● Задание 1
Какие три сонета в переводе автора приводятся в тексте о русских переводах сонетов Шекспира?
● Задание 2
Процитируйте фрагмент текста о русских переводах сонетов Шекспира, начиная со слов "illustrate how wit" и заканчивая словами "перевалившие за миллион." включительно.

● Текст документа
Abstract. Shakespeare’s Sonnets
is one of the most popular world lyrics in Russia. It has been widely published
and translated by many hands in an attempt to compete with Samuil Marshak’s
classical translation (1940s) admired by the reading audience but sceptically viewed by the
experts. Since 1970s the tradition has been established to collect the book of
the sonnets by various translators, Marshak
as one among them. Recently this tradition has culminated, brought to the
absurd, in the academic series ‘Literaturnye
pamyatniki” (Literary
monuments). A 900-page volume presents a vast choice but does not help to
choose and understand the adequacy of the translator’s achievement. Igor Shaytanov announces his work on
the bilingual edition of Shakespeare’s Sonnets where the commentary will
focus on the translator’s task and one translation will be chosen as most
adequate for every sonnet. In this article the author analyses wit as a feature
of the Elizabethan mind missed in Russian translation and inherent in
Shakespeare’s ‘poetics of doubleness’,
both petrarchian and antipetrarchian. Three sonnets in
the author’s translation (13, 36, 39)
illustrate how wit works in
the maze of personal pronouns to develop the relations between the Poet and his
addressee.
Ключевые слова:
сонет, Маршак, остроумие, поэтика двойственности, пародия, петраркизм-антипетраркизм
Key-words: sonnet, Marshak, wit, poetics of doubleness, parody, petrarchism-antipetrarchism
Сонеты Шекспира – один из самых переводимых и самых издаваемых у нас классических памятников. Переводы продолжают появляться десятками, а с учётом возможностей интернета – сотнями, сборники наращивают тиражи, ещё при жизни их основного переводчика С. Маршака перевалившие за миллион.

● Строки
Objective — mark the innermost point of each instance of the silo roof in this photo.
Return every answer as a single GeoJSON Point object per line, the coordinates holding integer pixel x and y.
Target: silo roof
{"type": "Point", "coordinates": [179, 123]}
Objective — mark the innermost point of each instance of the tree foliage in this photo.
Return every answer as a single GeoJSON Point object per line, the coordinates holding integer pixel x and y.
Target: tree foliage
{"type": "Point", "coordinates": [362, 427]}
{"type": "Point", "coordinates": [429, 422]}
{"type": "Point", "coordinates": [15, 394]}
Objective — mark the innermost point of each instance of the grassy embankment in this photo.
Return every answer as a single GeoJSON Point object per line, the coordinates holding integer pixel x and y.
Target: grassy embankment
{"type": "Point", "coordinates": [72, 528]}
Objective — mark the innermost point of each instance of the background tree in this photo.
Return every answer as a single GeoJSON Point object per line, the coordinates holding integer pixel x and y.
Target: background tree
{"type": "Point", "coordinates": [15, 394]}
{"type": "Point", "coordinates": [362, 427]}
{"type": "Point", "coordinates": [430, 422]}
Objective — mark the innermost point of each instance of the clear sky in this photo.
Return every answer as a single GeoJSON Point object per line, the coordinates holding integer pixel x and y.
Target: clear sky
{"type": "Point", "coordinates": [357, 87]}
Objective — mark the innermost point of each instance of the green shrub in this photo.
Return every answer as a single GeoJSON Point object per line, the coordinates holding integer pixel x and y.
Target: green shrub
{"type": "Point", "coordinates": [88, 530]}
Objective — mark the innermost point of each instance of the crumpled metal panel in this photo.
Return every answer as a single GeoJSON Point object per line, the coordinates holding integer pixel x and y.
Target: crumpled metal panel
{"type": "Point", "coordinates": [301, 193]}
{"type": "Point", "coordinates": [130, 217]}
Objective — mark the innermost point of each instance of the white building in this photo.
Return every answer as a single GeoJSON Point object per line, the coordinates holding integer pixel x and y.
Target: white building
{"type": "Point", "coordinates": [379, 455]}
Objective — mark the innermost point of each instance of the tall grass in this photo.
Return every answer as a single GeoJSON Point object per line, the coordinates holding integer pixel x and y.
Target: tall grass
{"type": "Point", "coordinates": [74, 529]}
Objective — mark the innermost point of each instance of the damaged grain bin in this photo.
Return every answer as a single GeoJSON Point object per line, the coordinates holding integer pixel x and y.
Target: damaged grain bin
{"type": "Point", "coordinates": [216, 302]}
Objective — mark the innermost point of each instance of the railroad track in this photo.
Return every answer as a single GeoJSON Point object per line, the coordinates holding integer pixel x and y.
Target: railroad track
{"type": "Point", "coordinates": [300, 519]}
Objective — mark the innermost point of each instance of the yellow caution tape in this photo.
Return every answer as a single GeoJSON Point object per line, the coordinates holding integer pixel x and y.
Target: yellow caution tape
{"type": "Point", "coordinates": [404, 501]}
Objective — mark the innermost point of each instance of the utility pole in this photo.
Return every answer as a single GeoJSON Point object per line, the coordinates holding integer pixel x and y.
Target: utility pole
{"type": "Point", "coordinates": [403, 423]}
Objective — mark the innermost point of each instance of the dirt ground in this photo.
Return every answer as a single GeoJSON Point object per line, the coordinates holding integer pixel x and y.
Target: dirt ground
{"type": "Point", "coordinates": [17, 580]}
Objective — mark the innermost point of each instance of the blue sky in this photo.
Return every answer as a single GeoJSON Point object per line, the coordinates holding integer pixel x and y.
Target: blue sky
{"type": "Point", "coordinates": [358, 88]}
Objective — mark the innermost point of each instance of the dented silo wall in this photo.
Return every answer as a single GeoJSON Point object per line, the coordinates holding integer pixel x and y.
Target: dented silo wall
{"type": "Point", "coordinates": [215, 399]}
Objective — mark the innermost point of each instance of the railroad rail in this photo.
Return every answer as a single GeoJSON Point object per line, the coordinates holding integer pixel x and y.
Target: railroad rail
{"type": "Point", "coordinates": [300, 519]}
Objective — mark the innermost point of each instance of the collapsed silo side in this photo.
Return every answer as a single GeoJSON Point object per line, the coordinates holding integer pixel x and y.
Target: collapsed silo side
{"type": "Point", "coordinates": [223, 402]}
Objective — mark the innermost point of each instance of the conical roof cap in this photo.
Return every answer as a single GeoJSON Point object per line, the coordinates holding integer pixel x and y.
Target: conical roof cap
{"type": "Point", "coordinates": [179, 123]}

● Полный ответ 1
Сонеты 13, 36 и 39.

● Полный ответ 2
illustrate how wit works in
the maze of personal pronouns to develop the relations between the Poet and his
addressee.
Ключевые слова:
сонет, Маршак, остроумие, поэтика двойственности, пародия, петраркизм-антипетраркизм
Key-words: sonnet, Marshak, wit, poetics of doubleness, parody, petrarchism-antipetrarchism
Сонеты Шекспира – один из самых переводимых и самых издаваемых у нас классических памятников. Переводы продолжают появляться десятками, а с учётом возможностей интернета – сотнями, сборники наращивают тиражи, ещё при жизни их основного переводчика С. Маршака перевалившие за миллион.